[[ Dataset records, beginning ]]

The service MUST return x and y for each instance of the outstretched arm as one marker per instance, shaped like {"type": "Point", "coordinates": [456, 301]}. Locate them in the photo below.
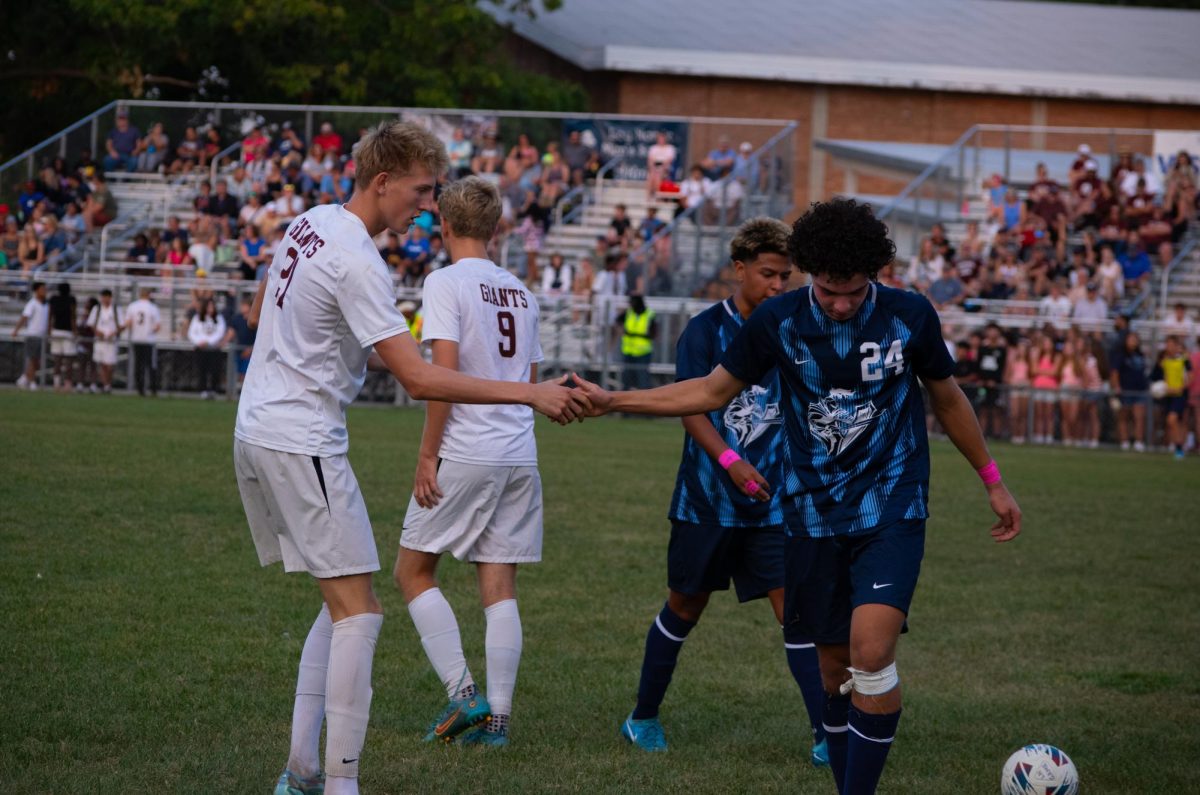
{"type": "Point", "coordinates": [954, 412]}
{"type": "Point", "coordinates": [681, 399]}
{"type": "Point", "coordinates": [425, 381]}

[[ Dataset records, end ]]
[[ Dataset records, beginning ]]

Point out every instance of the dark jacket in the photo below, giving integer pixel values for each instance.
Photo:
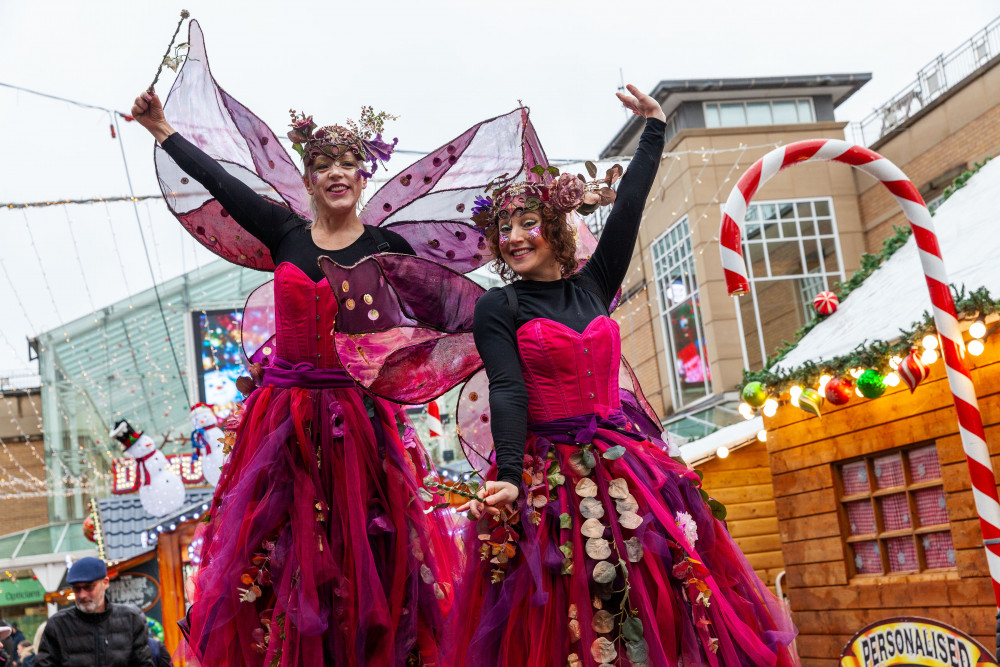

[[ Dataset records, end ]]
[[ Dataset records, beginning ]]

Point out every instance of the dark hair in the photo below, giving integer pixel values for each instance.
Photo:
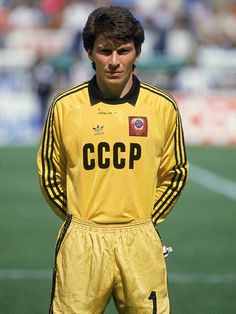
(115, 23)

[[ Dataset records, end ]]

Going through the entries above, count the lines that have the word "integer" and state that count alone.

### Exercise output
2